WHAT THE TASK ASKS:
Recast the items below as a numbered list, omitting any blank lines.

____

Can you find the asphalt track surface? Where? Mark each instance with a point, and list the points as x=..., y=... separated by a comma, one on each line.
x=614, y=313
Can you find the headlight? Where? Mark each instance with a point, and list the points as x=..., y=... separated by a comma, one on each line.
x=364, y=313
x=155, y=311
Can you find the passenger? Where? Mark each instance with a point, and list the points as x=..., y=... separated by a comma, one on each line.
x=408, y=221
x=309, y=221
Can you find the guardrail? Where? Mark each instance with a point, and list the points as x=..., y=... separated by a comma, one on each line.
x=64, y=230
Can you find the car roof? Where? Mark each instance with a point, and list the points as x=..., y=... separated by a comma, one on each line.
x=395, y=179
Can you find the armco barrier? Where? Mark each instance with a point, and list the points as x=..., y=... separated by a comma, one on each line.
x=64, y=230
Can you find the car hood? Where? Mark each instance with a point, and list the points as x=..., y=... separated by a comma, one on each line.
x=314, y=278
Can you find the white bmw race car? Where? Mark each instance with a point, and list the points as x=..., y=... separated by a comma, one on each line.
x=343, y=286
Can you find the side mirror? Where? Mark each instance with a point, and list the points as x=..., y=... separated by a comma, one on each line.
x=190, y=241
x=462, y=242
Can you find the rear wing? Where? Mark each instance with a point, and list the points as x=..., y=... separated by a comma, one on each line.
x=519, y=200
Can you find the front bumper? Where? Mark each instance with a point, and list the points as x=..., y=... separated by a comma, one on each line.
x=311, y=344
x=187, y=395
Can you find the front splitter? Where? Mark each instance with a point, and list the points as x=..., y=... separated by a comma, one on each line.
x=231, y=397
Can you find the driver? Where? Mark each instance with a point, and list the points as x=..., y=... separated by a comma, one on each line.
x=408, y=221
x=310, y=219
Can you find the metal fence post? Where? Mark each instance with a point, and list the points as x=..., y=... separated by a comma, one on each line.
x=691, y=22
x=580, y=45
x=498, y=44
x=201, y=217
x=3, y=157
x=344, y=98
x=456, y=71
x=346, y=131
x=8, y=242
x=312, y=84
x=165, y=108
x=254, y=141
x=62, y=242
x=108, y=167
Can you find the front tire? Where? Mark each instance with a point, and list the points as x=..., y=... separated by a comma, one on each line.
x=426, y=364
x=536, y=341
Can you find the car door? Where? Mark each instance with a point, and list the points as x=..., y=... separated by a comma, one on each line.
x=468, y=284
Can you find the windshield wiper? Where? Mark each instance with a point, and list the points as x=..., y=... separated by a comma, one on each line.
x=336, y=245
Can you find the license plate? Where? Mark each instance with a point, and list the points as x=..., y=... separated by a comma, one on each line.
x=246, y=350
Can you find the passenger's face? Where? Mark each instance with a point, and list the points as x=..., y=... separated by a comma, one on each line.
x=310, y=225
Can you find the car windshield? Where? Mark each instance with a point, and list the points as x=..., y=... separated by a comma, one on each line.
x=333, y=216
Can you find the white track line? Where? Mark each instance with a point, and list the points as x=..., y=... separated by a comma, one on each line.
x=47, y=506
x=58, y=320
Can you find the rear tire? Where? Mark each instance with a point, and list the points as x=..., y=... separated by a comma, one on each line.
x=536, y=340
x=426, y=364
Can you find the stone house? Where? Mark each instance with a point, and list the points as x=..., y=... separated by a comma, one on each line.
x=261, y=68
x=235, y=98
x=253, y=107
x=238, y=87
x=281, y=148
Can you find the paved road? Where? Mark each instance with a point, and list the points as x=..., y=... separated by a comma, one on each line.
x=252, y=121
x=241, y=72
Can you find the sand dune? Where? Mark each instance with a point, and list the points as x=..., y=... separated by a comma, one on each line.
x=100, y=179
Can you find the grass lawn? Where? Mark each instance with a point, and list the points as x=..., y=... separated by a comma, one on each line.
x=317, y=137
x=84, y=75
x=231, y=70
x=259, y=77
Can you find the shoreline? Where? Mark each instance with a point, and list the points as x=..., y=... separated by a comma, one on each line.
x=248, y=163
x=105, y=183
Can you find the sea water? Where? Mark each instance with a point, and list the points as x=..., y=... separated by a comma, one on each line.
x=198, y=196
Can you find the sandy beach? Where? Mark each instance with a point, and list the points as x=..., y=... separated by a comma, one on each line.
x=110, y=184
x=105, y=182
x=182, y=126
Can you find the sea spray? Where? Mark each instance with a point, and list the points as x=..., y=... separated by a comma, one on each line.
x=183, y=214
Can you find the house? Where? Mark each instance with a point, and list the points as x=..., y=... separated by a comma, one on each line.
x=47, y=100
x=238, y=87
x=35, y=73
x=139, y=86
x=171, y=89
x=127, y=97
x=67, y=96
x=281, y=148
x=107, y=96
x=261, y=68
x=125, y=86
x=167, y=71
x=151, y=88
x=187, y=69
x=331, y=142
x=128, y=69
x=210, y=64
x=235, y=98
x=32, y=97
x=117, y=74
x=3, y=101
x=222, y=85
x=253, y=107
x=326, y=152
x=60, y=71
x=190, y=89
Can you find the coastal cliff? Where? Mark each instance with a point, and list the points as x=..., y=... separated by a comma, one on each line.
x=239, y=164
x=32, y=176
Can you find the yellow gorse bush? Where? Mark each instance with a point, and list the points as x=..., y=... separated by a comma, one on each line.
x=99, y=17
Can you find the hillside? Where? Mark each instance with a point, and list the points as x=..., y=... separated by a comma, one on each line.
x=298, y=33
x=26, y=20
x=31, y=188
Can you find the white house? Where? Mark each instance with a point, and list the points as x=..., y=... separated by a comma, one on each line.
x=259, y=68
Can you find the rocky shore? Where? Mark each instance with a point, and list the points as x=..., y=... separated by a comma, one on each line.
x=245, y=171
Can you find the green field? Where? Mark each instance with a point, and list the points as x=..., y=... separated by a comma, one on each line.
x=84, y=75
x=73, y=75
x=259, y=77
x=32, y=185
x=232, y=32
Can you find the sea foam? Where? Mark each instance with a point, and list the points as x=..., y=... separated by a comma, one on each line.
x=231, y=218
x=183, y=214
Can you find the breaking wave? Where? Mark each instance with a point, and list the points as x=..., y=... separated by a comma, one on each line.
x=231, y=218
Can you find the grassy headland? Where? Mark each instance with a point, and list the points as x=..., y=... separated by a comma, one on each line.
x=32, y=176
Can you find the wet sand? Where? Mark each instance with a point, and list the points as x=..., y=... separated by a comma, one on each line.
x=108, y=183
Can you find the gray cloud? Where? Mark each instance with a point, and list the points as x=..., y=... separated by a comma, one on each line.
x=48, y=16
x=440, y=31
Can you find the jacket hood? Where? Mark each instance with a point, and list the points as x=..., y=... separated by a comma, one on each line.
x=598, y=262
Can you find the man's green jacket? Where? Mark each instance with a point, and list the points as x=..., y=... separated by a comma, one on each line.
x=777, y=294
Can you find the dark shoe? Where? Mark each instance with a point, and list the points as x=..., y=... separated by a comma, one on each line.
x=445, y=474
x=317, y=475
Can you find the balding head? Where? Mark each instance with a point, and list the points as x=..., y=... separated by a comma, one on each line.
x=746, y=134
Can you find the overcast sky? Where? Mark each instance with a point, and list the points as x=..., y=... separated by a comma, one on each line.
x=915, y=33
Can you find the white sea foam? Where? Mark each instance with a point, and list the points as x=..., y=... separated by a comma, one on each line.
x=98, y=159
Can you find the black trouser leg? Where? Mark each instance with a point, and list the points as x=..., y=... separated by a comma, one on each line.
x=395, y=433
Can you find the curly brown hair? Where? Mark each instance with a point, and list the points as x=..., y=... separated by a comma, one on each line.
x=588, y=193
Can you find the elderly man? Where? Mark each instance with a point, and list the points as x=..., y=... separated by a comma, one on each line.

____

WRITTEN ANSWER:
1. Can you find the asphalt track surface? Where? Mark each instance with a point, and list the points as x=..., y=... separated by a comma, one on each line.
2. x=614, y=313
3. Can you find the headlight? Where? Mark each instance with a point, and list the points as x=..., y=... separated by a comma, one on each line.
4. x=364, y=313
5. x=155, y=311
6. Can you find the passenger? Where? Mark each instance with a point, and list the points as x=..., y=... separated by a comma, one on each line.
7. x=408, y=221
8. x=309, y=221
9. Can you find the guardrail? Where? Mark each instance with a point, and list the points as x=..., y=... separated by a comma, one on each line.
10. x=64, y=230
11. Can you find the car roof? Where? Mark each instance with a point, and list the points as x=..., y=... separated by a comma, one on each line.
12. x=395, y=179
13. Can you find the armco barrier? Where? Mark each instance with a point, and list the points as x=..., y=... separated by a comma, one on each line.
14. x=64, y=230
15. Can you find the car hood? Where? Mark each instance with a point, and list the points as x=..., y=... separated by a comma, one on each line.
16. x=314, y=278
17. Can you find the white bmw race car? Where? Mark each instance with a point, and list the points as x=..., y=... separated by a comma, one on each line.
18. x=343, y=286
19. Can you find the side mirror? Where? Mark each instance with a point, and list the points as x=..., y=... separated by a comma, one on each line.
20. x=190, y=241
21. x=462, y=242
22. Can you find the rear wing? Where? Mark each instance with a point, and list the points as x=..., y=... separated by a comma, one on each line.
23. x=519, y=200
24. Can you find the front bumper? Where? Mark each instance with a point, and list the points as x=..., y=... separated by a comma, one on each line.
25. x=311, y=344
26. x=187, y=395
27. Can you find the front splitter? Where? Mark each instance with a point, and list the points as x=..., y=... separated by a comma, one on each line.
28. x=231, y=397
29. Can you find the driver? Where? Mark each instance with a point, and list the points as x=..., y=... separated by a comma, one on each line.
30. x=408, y=221
31. x=310, y=219
32. Can you find the metal fence post? Where? Mark each instance with a point, and list the points as x=..., y=... separated by a comma, one on each line.
33. x=691, y=22
34. x=580, y=45
35. x=498, y=44
36. x=201, y=217
37. x=3, y=157
38. x=344, y=98
39. x=456, y=71
40. x=346, y=131
41. x=8, y=242
42. x=312, y=84
43. x=165, y=108
44. x=254, y=141
45. x=62, y=242
46. x=108, y=167
47. Can you find the front tire? Where? Mark each instance with a point, and list the points as x=..., y=... separated by a comma, one on each line.
48. x=426, y=364
49. x=536, y=341
50. Can you find the car door? Where? Mark each instance with a point, and list the points as x=..., y=... separated by a comma, one on each line.
51. x=468, y=284
52. Can you find the windshield wiper? Where? Mark each instance with a point, and list the points as x=..., y=... separated by a comma, one on each line.
53. x=336, y=245
54. Can you find the license plate? Where? Mark each instance with a point, and list the points as x=..., y=... separated by a comma, one on each line.
55. x=246, y=350
56. Can you find the passenger's face? Where? Mark each instance with a point, and list the points as x=..., y=... separated by a comma, one on each line.
57. x=310, y=225
58. Can you find the car windshield? Where? Mark each instance with a point, and list the points as x=..., y=... separated by a comma, one on each line.
59. x=333, y=216
60. Can you find the white track line? Where? Mark each instance with a point, and list the points as x=..., y=... separated by a comma, one on each line.
61. x=47, y=506
62. x=58, y=320
63. Can you find the rear tire? Where? Mark each instance with a point, and list the points as x=..., y=... separated by a comma, one on each line.
64. x=536, y=340
65. x=426, y=364
66. Can you find the stone house? Where? Mark each instance with a point, and list the points as x=..., y=... separated by a comma, one on each line.
67. x=261, y=68
68. x=235, y=98
69. x=253, y=107
70. x=238, y=87
71. x=281, y=148
72. Can you find the paved road? Where? Mark each instance with a point, and list the points as x=..., y=... separated by a comma, one on each line.
73. x=252, y=121
74. x=241, y=72
75. Can you find the sand dune? Where? Mark each instance with a point, and list the points as x=..., y=... separated by a comma, one on each line.
76. x=100, y=179
77. Can you find the grass lawn? Where? Mark each instance with a point, and list the points as x=..., y=... separated by a comma, one on each line.
78. x=317, y=137
79. x=84, y=75
80. x=231, y=70
81. x=259, y=77
82. Can you find the shoreline? Where? Mark each instance with a point, and list the points as x=..., y=... separated by a comma, one on each line.
83. x=248, y=163
84. x=105, y=183
85. Can you find the sea water? Where? Mark each instance with a point, and list the points as x=..., y=... separated by a comma, one on each line.
86. x=198, y=196
87. Can you find the sandy beach? Where? Mark each instance with a point, and list the points as x=..., y=... separated by a comma, one on each line.
88. x=110, y=184
89. x=105, y=182
90. x=182, y=126
91. Can you find the sea spray? Where? Mark each instance with a point, and list the points as x=..., y=... separated by a comma, one on each line.
92. x=183, y=214
93. Can you find the house? Where? Mark each instance with a point, and list the points as x=..., y=... separated by a comma, one on each line.
94. x=47, y=100
95. x=238, y=87
96. x=35, y=73
97. x=139, y=86
98. x=171, y=89
99. x=127, y=97
100. x=67, y=96
101. x=281, y=148
102. x=107, y=96
103. x=261, y=68
104. x=125, y=86
105. x=167, y=71
106. x=151, y=88
107. x=187, y=69
108. x=331, y=142
109. x=128, y=69
110. x=210, y=64
111. x=235, y=98
112. x=32, y=97
113. x=117, y=74
114. x=3, y=101
115. x=222, y=85
116. x=253, y=107
117. x=326, y=152
118. x=60, y=71
119. x=190, y=89
120. Can you find the coastal cliff? Where? Mark each instance with a point, and list the points as x=..., y=... separated by a comma, one on each line.
121. x=239, y=164
122. x=32, y=176
123. Can you find the yellow gorse bush? Where? Mark each instance with a point, and list the points as x=..., y=... separated by a comma, one on each line.
124. x=99, y=17
125. Can you find the hillside? Where? Mark each instance with a point, and list the points as x=..., y=... separated by a comma, one on each line.
126. x=298, y=33
127. x=26, y=20
128. x=31, y=188
129. Can you find the white house? Where? Mark each instance with a point, and list the points as x=..., y=... separated by a comma, one on each line.
130. x=259, y=68
131. Can you find the rocky shore? Where? Mark each instance with a point, and list the points as x=..., y=... separated by a comma, one on each line.
132. x=245, y=171
133. Can you find the green field? Where? Mark each instance with a point, and list the points as x=..., y=... separated by a comma, one on each line.
134. x=84, y=75
135. x=73, y=75
136. x=259, y=77
137. x=32, y=185
138. x=232, y=32
139. Can you find the sea foam? Where? Mark each instance with a point, and list the points as x=..., y=... separated by a comma, one on each line.
140. x=231, y=218
141. x=183, y=214
142. Can you find the breaking wave? Where? Mark each instance with a point, and list the points as x=..., y=... separated by a comma, one on each line.
143. x=231, y=218
144. Can you find the grassy headland? Where? Mark each instance with a point, and list the points as x=..., y=... separated by a comma, one on each line.
145. x=32, y=176
146. Can you find the wet sand? Where? Mark each instance with a point, and list the points as x=..., y=... separated by a comma, one on each line.
147. x=108, y=183
148. Can you find the gray cloud? Where? Mark each instance with a point, and list the points as x=..., y=... separated by a comma, one on each line.
149. x=48, y=16
150. x=440, y=31
151. Can you find the jacket hood? Where? Mark each instance with a point, and list the points as x=..., y=... separated by a comma, one on each line.
152. x=598, y=262
153. Can you find the man's green jacket? Where? Mark each instance with a point, and list the points as x=..., y=... separated by a comma, one on each line.
154. x=777, y=294
155. Can you find the dark shoe? Where? Mark each instance with a point, and list the points as x=..., y=... separated by a comma, one on each line.
156. x=445, y=474
157. x=317, y=475
158. Can you find the balding head? Where? Mark each instance with a point, and list the points as x=..., y=... separated by a comma, one on each line.
159. x=746, y=134
160. Can you find the overcast sky? Where? Mark each instance with a point, and list the points as x=..., y=... separated by a comma, one on each line.
161. x=915, y=33
162. Can you find the white sea foam? Where? Mark each instance with a point, and list the points as x=..., y=... separated by a comma, one on each line.
163. x=98, y=159
164. Can you find the black trouser leg? Where? Mark each instance with a point, and list the points as x=..., y=... separated by a comma, one on each line.
165. x=395, y=433
166. Can you find the curly brown hair? Where? Mark each instance with a point, and list the points as x=..., y=... separated by a comma, one on each line.
167. x=588, y=193
168. Can you find the elderly man? Where? Mark each instance with a point, and list the points as x=..., y=... separated by a comma, one on each line.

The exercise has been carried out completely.